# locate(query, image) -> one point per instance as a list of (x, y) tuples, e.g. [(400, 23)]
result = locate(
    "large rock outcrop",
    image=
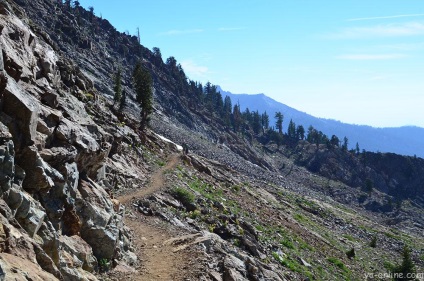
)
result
◆ ◆ ◆ ◆ ◆
Copy every line above exactly; images stay out.

* _Your solution_
# locate(query, image) -> one point per instance as a list of (x, y) tuples, e.g. [(400, 23)]
result = locate(
    "large rock outcrop",
    image=
)
result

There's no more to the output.